- _The exercise_
Convert the items starting with the line containing "class bench backrest." and going on through the line containing "[546,489,863,559]" into a two-column CSV with the header columns instruction and boxes. Give one row per item, with its text and its answer each in a single quoted field and any line breaks replaced by spaces.

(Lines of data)
· · · · ·

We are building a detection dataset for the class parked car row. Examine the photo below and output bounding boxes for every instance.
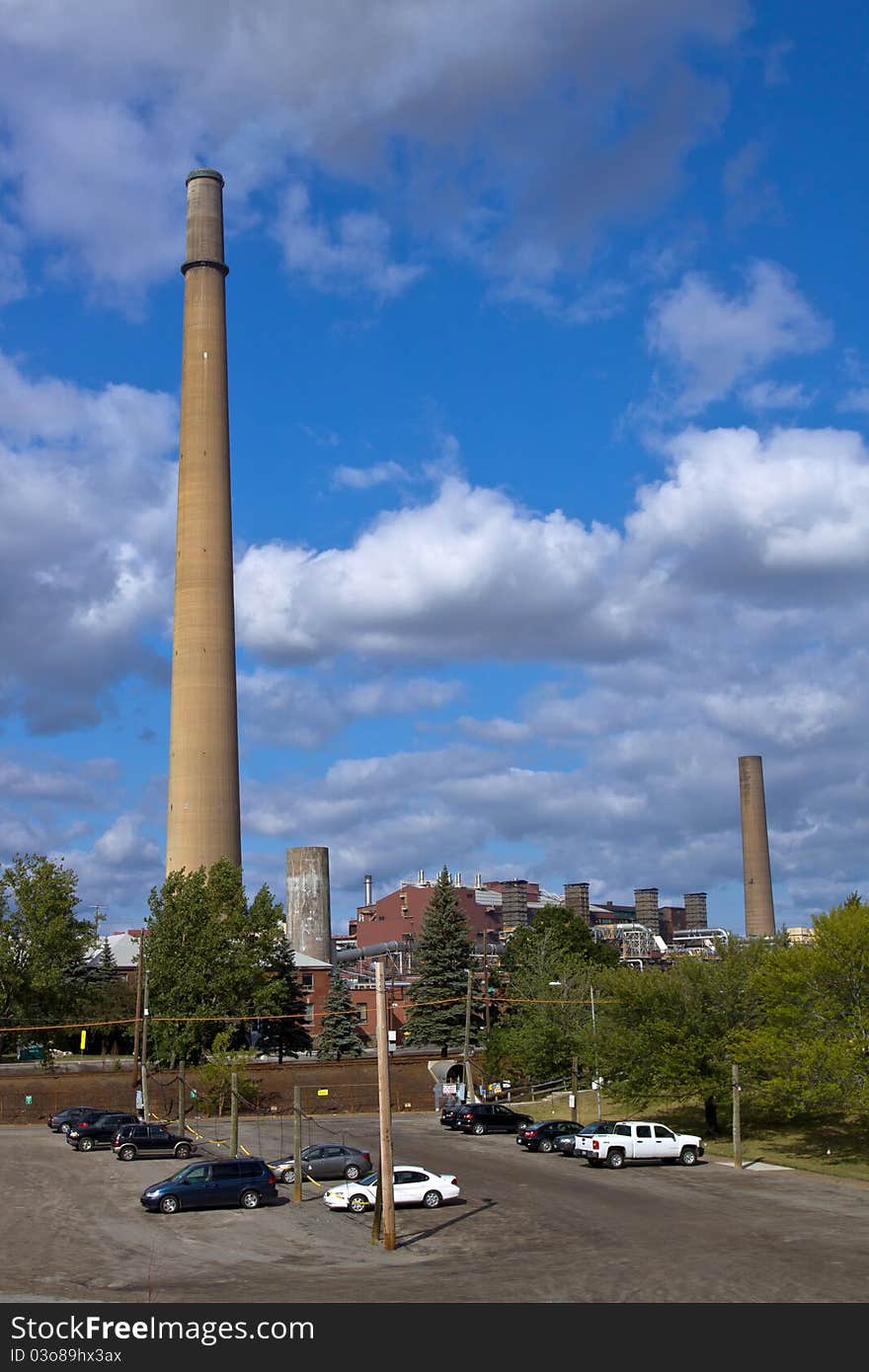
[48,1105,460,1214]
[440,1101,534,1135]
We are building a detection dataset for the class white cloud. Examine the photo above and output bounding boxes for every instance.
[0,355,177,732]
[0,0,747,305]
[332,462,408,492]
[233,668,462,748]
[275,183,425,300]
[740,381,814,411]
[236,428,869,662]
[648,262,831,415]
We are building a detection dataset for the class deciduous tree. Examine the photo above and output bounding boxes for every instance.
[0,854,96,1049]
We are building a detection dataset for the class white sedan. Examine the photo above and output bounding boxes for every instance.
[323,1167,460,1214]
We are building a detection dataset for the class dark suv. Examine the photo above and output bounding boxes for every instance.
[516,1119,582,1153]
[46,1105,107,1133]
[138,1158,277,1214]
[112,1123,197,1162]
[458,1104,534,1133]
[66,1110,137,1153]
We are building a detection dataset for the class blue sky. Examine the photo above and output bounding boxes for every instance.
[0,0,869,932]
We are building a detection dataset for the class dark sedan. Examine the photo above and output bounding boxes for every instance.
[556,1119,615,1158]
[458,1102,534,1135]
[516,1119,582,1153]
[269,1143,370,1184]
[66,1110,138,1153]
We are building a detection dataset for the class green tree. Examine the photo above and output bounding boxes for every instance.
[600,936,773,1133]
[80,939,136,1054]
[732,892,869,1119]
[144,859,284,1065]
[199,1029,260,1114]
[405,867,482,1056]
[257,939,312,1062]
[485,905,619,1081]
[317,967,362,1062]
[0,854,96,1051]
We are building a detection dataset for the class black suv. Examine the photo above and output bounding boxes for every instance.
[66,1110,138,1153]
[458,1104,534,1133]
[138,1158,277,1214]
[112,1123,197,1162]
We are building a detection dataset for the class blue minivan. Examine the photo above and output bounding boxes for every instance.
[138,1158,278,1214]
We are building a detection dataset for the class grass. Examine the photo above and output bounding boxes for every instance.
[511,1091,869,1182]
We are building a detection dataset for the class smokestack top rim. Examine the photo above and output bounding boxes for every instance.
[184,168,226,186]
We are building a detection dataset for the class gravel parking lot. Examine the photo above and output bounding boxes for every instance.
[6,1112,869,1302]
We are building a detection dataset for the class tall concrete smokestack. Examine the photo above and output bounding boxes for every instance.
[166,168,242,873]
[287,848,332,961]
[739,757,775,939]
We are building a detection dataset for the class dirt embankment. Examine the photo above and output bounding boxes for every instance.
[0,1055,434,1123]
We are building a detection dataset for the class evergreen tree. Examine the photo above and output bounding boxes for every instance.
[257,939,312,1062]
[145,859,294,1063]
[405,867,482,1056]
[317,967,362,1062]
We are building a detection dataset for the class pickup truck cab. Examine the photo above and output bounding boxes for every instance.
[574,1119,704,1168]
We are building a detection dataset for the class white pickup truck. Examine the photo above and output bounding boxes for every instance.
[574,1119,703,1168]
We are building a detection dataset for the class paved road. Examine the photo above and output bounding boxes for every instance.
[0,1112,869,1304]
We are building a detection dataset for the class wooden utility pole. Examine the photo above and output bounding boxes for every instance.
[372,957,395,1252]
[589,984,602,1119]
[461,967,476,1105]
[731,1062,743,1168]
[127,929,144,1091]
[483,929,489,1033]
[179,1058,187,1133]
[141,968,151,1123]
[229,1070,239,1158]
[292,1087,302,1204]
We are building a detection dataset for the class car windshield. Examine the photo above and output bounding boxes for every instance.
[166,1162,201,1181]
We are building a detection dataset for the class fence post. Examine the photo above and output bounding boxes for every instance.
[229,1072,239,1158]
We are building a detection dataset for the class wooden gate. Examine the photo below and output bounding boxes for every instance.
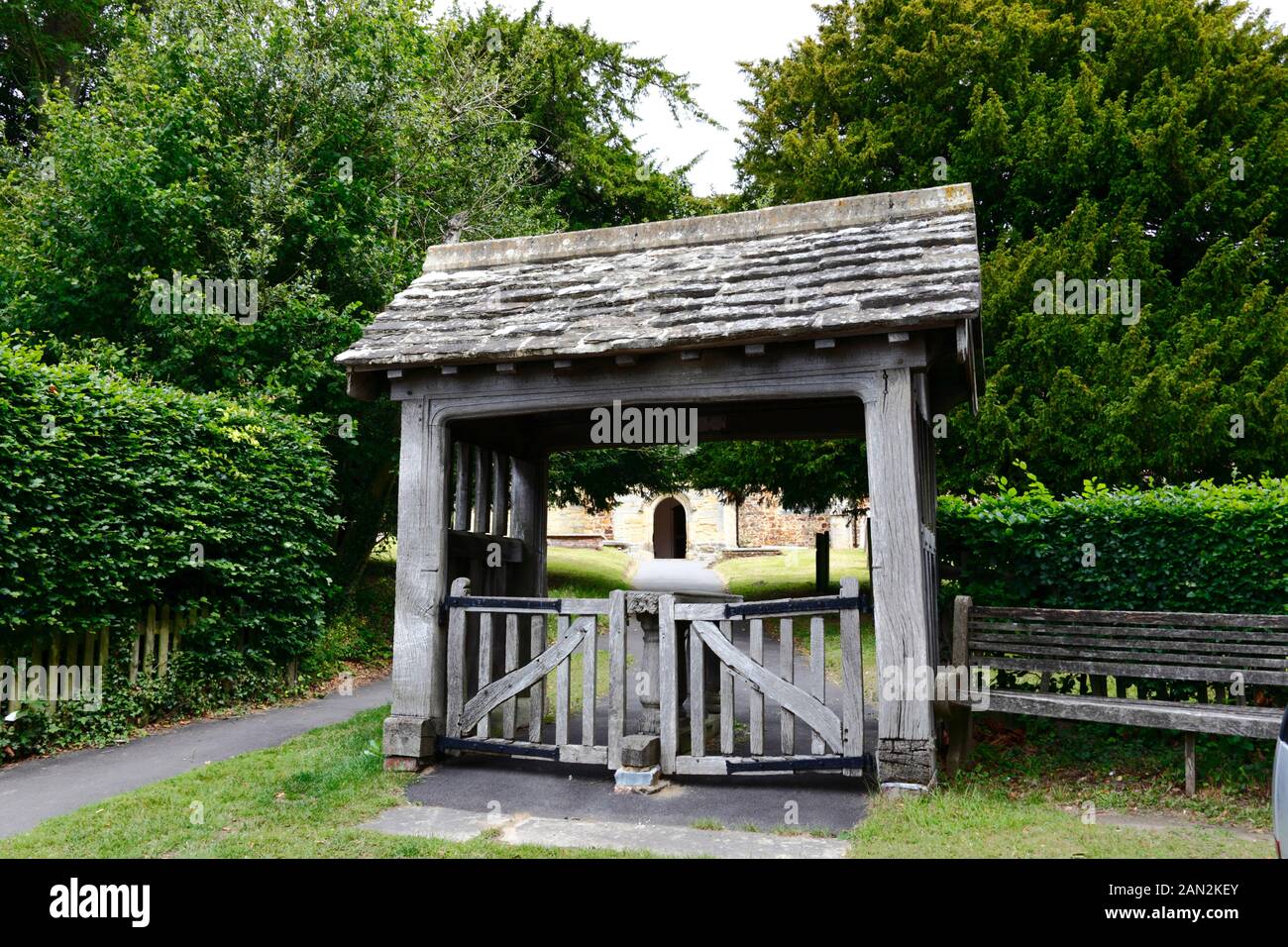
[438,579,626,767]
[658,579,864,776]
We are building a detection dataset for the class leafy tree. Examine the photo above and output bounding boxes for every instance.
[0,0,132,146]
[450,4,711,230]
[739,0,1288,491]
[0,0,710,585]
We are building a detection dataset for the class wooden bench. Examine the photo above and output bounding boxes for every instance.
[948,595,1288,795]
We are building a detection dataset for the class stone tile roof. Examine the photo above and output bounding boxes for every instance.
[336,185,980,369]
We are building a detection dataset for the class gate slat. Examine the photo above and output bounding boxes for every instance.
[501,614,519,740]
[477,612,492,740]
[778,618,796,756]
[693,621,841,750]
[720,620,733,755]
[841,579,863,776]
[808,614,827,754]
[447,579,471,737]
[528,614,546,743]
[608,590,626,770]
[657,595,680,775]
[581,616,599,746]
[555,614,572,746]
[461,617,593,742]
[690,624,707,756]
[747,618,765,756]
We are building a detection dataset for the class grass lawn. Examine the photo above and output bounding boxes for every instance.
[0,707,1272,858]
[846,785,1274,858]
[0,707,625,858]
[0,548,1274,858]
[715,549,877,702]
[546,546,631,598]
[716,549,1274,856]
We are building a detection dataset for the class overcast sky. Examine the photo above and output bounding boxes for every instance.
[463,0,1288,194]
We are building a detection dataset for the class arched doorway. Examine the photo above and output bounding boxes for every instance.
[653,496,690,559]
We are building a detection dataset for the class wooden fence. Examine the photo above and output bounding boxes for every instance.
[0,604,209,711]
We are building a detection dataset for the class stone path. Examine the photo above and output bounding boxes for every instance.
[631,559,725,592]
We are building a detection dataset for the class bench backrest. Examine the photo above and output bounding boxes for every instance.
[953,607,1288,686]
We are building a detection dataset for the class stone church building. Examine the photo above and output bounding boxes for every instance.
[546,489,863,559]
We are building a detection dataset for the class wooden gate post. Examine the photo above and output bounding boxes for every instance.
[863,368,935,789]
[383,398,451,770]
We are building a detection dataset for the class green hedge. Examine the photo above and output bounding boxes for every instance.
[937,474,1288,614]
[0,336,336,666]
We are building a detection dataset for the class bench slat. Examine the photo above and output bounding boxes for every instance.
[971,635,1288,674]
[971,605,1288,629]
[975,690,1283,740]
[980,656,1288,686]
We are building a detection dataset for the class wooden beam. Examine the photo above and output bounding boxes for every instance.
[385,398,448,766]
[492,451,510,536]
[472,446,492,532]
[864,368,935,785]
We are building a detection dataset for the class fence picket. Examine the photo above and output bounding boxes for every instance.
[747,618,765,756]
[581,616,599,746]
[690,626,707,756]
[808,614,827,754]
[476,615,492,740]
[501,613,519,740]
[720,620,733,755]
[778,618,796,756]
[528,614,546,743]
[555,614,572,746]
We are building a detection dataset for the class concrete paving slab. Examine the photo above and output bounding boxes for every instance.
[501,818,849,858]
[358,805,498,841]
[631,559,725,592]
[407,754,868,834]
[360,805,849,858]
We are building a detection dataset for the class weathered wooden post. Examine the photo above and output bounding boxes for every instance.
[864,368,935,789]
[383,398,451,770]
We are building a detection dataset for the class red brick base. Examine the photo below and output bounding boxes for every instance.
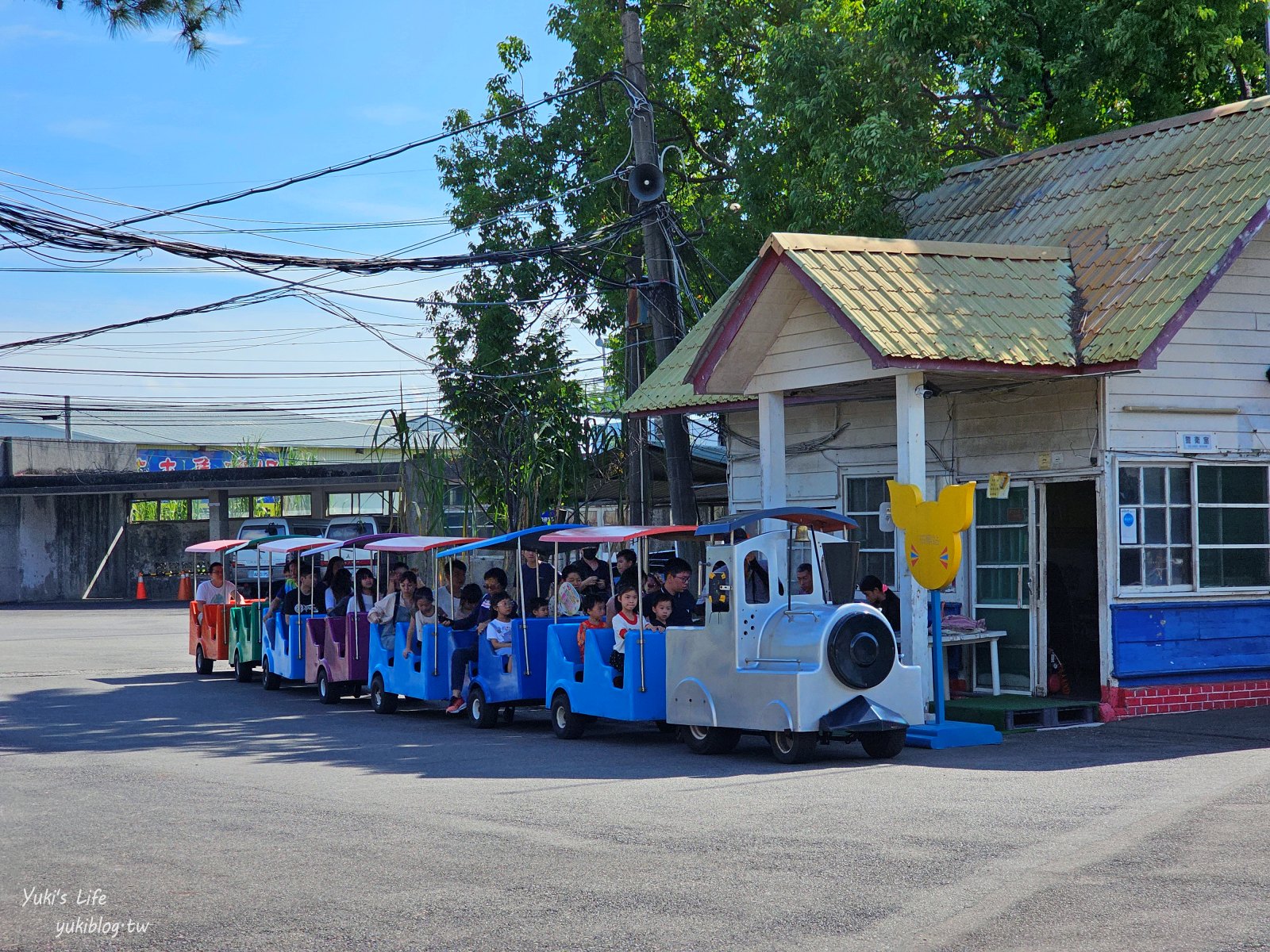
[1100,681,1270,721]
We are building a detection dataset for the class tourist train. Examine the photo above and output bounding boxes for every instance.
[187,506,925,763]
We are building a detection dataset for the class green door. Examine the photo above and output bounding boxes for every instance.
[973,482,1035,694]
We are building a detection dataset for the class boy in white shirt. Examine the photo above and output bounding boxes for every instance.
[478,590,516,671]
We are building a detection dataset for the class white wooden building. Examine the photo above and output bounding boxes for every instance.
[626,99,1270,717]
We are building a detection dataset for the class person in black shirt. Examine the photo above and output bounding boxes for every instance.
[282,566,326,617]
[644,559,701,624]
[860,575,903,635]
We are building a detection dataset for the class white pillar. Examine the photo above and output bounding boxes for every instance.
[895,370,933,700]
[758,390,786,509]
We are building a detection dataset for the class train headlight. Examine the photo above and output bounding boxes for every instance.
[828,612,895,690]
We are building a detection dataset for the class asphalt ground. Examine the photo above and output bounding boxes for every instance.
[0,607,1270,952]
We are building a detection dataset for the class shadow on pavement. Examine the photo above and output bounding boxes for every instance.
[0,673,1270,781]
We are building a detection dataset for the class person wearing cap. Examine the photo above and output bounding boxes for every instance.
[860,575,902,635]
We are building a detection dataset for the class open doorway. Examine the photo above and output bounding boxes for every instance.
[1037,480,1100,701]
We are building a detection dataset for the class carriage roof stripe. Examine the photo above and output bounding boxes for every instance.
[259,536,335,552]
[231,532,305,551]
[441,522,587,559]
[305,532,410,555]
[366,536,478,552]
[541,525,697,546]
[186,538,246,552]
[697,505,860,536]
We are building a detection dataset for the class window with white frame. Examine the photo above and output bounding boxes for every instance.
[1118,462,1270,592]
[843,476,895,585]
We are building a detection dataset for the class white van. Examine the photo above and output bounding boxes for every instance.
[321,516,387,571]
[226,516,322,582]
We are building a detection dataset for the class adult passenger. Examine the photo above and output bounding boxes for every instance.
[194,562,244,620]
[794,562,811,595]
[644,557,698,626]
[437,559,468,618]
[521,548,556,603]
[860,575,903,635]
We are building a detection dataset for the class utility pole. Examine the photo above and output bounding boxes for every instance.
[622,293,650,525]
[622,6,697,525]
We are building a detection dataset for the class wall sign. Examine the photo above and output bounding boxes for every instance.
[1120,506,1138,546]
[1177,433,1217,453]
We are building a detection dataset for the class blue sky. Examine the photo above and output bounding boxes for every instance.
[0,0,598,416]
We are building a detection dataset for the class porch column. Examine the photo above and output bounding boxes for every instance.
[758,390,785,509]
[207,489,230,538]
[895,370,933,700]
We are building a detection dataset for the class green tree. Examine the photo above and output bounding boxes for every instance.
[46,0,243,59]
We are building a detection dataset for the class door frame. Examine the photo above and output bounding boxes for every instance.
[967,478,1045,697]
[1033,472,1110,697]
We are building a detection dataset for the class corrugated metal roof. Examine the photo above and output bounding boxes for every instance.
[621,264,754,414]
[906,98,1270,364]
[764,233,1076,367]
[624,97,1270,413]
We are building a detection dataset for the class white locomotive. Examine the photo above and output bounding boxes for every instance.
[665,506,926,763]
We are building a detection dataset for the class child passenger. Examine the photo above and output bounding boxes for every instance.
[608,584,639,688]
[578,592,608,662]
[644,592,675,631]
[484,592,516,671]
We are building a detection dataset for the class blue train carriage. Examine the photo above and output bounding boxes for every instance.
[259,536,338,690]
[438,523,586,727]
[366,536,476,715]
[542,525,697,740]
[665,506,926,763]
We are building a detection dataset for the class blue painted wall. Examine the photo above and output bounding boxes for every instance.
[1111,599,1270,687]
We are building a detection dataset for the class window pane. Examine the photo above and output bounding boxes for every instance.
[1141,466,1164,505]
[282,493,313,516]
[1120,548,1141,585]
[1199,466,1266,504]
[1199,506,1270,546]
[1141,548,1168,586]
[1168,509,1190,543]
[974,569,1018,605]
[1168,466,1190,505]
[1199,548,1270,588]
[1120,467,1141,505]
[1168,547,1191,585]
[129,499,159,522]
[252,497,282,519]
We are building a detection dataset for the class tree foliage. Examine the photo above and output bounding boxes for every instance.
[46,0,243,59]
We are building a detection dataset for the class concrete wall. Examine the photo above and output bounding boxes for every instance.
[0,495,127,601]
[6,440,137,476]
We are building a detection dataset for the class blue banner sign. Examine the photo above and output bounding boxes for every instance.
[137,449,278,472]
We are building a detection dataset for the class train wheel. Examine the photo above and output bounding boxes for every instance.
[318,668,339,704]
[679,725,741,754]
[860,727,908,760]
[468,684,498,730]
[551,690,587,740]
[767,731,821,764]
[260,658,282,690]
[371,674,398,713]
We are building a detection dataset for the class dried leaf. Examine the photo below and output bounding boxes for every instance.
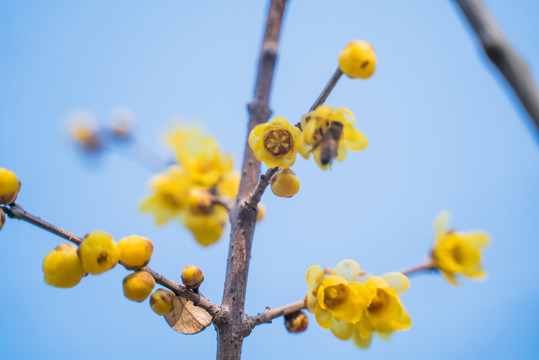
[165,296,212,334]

· · · · ·

- _Right answer_
instruction,boxes
"We are building a detection dataset for the class bench backrest. Examine the photo above and output bounding boxes for every instance.","[953,607,1288,686]"
"We are building a detection dataset for the class stone church building. Examine the photo above and output bounding boxes for every instance.","[546,489,863,559]"